== Segment start ==

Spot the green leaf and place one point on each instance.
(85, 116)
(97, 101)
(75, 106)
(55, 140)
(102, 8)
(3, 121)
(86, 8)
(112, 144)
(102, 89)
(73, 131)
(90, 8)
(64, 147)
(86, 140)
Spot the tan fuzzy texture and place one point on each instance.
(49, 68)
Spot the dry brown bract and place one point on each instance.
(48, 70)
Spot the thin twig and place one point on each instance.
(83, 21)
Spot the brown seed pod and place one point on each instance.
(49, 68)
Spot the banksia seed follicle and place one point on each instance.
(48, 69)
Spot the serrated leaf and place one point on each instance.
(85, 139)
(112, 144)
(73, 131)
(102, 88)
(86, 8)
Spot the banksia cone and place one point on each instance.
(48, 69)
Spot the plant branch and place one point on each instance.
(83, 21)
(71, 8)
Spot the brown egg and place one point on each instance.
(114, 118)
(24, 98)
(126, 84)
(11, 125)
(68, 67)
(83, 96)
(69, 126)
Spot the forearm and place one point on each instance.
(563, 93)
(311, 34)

== Segment end ==

Return only the lines running from the line with "Spot the forearm" to the last line of the records, both included, exactly as written.

Spot the forearm and place one point on each instance.
(563, 93)
(311, 34)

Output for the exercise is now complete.